Stated exercise 1: Rewrite the caramel custard recipe from "1. You can make" up to and including "litre of water.", changing "ramekins" to "custard cups".

── Document section ──

Caramel Custard

20 Dec

(serves 8)
Caramel Custard is a perennial English favourite at the dining table, undeservedly supplanted by its French cousin the creme brulee in recent years. The creamy custard soaked in a bath of liquid caramel is a delectable combination. And the beauty of it… because sugar is melted twice, the resulting caramel syrup maintains its runny consistency at all temperatures, even when the Caramel Custard is served chilled.


  1. Eggs (6)
  2. Milk (800 ml)
  3. Sugar (about 1 cup)
  4. Vanilla essence
  5. Nutmeg 


  1. You can make caramel custard in individual portions or in one large pyrex / corningware container but the first step is always to assemble ovenware of the right volume (for the purposes of this recipe, I’ll be assuming you are using individual ramekins). As a guide, your ovenware should be able to hold 1 litre of water.
  2. Put 3/4 cup of plain sugar in a pan. Under slow heat, stir until the sugar caramelizes. At first, the sugar will yellow a bit and start clumping together, and after a while it’ll deepen in colour. I wouldn’t use a non-stick pan as the sugar gets really hot.

───
── Data entries ──

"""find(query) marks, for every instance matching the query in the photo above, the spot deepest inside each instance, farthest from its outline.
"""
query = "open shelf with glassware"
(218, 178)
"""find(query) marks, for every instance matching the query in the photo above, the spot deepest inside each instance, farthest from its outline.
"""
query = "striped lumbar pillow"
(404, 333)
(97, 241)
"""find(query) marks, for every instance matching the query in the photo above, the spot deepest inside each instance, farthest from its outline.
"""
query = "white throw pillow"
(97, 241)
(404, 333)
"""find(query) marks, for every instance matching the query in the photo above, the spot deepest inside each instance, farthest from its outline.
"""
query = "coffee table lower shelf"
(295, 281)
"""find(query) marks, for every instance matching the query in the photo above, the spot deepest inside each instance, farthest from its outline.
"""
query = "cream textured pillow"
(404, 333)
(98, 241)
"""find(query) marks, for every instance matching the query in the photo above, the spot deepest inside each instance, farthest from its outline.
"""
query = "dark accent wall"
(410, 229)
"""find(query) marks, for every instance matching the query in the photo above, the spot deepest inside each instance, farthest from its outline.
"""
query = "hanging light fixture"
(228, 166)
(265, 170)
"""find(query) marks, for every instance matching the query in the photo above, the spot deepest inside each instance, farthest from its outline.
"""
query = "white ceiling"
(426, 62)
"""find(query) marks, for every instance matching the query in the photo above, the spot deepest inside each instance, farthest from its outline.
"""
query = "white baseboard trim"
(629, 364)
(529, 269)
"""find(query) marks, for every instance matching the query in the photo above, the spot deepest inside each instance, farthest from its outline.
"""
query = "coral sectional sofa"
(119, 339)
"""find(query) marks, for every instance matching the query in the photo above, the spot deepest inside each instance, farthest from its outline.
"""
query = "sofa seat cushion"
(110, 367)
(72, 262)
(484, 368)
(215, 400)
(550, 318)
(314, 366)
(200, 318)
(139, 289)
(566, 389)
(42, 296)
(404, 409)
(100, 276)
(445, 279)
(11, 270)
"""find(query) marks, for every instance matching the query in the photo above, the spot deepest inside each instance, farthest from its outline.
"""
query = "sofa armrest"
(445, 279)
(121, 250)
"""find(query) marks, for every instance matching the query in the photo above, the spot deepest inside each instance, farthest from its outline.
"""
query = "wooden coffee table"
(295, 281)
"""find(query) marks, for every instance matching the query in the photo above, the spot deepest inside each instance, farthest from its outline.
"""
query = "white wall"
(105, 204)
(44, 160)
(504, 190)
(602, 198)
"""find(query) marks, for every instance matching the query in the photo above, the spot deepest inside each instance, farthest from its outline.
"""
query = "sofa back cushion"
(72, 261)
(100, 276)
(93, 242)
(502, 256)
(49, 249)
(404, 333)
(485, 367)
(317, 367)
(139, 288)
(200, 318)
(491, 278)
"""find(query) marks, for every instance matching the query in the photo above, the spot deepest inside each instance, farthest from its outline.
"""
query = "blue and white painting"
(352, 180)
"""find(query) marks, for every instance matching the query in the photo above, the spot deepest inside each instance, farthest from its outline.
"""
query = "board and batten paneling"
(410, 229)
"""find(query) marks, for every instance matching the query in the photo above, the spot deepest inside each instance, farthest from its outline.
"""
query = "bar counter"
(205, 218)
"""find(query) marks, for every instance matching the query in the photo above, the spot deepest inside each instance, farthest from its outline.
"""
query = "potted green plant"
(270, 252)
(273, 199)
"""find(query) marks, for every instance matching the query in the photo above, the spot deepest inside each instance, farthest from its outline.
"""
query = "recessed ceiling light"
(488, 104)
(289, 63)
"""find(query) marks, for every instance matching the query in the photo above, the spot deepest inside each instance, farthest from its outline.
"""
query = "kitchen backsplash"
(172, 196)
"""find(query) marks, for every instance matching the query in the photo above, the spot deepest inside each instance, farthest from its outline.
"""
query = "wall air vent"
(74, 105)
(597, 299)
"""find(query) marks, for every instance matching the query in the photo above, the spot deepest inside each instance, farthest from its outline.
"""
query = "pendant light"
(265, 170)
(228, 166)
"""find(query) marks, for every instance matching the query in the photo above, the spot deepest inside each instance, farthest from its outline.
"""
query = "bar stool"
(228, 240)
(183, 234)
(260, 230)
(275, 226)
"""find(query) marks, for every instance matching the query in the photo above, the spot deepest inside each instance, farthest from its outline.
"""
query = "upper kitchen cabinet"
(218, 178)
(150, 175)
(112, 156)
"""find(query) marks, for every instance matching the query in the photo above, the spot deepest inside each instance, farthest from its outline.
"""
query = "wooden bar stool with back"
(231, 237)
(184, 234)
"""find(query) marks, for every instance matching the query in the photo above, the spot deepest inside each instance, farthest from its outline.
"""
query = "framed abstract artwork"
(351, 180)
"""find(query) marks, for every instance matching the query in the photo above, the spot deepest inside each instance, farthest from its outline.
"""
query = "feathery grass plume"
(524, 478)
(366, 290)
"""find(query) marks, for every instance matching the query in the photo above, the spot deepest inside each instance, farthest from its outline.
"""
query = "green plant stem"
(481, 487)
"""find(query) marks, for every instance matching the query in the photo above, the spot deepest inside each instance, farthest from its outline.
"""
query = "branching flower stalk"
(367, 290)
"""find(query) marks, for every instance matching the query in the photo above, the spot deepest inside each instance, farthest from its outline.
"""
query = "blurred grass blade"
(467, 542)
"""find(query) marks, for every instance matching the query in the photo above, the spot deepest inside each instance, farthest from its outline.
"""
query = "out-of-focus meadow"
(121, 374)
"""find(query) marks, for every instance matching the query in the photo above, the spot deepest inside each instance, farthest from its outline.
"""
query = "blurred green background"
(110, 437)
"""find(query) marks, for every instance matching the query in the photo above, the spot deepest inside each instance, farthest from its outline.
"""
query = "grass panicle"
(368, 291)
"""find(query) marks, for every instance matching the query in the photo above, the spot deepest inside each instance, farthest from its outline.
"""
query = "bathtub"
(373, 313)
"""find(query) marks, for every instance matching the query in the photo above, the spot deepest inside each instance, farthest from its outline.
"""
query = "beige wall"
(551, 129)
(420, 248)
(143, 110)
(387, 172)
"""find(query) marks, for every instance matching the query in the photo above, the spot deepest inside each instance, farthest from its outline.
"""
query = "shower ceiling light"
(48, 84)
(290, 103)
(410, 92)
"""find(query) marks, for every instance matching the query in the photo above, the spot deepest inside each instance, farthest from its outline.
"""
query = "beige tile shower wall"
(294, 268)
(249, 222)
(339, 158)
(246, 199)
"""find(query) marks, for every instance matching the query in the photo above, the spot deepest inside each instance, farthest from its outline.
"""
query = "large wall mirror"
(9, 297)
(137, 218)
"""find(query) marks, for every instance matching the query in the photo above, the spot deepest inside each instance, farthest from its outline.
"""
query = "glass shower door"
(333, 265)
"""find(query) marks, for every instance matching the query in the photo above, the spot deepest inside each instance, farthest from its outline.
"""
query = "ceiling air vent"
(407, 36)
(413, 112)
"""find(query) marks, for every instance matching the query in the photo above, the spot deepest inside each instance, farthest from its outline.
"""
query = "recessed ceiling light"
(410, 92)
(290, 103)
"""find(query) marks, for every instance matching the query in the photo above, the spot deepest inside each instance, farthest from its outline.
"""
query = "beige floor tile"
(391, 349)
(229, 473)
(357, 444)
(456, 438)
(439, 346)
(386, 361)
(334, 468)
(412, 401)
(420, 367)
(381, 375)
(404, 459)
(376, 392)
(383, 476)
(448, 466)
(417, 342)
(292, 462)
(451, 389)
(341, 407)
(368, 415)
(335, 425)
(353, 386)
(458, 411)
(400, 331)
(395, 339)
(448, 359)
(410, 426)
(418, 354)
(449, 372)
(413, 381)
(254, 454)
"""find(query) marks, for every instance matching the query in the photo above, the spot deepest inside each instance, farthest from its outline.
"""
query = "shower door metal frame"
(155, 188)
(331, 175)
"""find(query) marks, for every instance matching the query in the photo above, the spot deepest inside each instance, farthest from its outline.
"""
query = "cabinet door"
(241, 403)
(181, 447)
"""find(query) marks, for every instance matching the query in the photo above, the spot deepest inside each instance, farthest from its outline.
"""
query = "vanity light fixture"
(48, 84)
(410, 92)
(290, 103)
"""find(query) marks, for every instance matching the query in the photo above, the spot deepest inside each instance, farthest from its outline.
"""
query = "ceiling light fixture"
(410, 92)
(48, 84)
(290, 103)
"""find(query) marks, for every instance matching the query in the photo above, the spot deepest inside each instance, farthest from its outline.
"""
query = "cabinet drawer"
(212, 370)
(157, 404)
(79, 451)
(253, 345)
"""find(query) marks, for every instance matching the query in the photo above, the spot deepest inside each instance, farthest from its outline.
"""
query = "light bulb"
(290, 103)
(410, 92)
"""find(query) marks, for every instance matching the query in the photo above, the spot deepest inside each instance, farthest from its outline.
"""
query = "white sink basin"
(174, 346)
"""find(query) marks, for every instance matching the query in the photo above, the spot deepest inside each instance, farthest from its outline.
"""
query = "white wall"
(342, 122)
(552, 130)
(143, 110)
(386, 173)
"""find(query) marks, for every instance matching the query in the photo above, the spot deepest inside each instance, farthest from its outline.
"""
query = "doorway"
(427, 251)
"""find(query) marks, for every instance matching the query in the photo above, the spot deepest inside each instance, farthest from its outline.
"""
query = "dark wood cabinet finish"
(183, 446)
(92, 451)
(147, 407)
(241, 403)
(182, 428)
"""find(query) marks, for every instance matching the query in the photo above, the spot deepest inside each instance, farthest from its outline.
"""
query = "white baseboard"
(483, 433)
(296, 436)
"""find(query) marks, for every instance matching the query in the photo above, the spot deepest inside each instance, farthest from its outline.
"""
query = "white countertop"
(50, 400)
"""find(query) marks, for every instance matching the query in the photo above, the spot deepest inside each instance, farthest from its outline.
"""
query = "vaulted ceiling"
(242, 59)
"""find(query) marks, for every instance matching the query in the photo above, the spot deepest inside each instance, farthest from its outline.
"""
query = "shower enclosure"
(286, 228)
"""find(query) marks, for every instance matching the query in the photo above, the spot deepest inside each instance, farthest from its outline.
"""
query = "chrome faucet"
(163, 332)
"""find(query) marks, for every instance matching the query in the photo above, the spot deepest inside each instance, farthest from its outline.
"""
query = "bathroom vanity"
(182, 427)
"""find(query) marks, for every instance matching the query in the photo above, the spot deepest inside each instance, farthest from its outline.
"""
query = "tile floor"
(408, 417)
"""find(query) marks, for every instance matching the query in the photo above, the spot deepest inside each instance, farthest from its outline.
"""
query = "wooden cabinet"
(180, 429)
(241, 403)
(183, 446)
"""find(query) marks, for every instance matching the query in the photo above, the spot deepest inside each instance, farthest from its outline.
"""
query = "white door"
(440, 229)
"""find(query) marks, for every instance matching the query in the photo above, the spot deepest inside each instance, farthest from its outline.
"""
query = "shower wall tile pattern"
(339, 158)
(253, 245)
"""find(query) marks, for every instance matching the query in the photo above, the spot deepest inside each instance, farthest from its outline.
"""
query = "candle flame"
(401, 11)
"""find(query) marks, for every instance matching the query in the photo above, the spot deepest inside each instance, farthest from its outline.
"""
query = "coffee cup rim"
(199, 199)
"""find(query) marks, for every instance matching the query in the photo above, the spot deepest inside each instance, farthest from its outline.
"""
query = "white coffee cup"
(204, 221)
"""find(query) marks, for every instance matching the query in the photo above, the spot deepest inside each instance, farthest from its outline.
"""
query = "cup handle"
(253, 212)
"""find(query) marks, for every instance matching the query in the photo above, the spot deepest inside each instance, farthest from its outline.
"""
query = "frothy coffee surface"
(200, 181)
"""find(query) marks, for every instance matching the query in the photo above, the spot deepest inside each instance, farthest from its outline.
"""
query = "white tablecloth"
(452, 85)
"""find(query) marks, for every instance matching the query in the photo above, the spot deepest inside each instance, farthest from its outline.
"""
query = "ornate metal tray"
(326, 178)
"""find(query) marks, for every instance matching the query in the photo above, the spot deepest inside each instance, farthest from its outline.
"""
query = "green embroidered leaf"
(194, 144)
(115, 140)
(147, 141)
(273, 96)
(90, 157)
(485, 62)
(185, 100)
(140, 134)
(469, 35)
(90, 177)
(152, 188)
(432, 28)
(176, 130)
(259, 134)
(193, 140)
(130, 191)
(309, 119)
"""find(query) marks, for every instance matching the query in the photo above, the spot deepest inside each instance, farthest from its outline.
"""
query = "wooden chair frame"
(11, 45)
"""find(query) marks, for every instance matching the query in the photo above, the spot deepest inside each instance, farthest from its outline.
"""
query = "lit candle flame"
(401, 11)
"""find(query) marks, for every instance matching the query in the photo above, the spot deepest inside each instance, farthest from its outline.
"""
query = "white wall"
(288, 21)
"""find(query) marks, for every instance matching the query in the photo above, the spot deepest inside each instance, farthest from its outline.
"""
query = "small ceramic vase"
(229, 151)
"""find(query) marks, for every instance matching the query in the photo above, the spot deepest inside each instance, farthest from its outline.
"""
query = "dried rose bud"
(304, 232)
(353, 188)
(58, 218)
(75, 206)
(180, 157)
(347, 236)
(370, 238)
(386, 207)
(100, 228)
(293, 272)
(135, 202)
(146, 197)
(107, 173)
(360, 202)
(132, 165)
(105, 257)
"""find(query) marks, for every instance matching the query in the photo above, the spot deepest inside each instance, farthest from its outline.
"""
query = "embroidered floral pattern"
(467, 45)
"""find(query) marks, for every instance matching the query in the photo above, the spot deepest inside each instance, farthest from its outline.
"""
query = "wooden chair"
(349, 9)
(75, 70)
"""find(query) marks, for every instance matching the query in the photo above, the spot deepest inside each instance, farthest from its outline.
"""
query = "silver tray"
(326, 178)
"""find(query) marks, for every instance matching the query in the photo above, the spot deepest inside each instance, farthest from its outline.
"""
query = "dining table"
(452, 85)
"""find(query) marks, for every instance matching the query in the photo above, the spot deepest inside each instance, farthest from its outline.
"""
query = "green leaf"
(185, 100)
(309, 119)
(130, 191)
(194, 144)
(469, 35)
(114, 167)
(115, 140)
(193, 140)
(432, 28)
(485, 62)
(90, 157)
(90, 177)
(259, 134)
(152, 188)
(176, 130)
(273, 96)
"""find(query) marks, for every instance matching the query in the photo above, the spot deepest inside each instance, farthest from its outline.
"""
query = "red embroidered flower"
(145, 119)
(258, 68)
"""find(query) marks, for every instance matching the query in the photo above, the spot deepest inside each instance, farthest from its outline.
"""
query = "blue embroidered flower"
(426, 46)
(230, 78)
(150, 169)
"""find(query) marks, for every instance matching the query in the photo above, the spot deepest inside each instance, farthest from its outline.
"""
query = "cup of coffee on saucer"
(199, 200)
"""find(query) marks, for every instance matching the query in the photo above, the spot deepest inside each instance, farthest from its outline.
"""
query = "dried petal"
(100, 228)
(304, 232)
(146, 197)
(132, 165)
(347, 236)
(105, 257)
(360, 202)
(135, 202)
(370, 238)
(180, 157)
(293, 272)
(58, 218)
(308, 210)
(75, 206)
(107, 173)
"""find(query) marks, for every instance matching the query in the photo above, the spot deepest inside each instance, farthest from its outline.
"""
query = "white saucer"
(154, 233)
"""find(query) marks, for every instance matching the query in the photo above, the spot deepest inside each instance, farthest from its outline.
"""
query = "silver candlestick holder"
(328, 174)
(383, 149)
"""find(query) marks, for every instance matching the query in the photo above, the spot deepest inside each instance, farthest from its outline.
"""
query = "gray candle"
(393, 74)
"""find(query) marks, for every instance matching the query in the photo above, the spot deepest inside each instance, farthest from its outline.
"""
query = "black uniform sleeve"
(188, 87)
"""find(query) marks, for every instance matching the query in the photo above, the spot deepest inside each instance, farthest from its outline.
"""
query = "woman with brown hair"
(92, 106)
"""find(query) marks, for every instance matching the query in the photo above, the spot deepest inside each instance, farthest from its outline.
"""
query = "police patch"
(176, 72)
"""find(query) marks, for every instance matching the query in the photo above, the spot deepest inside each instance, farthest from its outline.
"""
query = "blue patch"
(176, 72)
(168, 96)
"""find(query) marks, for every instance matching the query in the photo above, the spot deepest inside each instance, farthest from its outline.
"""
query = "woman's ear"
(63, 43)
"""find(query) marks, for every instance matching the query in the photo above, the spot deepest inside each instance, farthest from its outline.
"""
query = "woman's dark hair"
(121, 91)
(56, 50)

───

Stated exercise 2: Show each line of the records that has the word "baseboard" in it.

Full solution 1:
1. You can make caramel custard in individual portions or in one large pyrex / corningware container but the first step is always to assemble ovenware of the right volume (for the purposes of this recipe, I’ll be assuming you are using individual custard cups). As a guide, your ovenware should be able to hold 1 litre of water.

Full solution 2:
query = "white baseboard trim"
query = "white baseboard"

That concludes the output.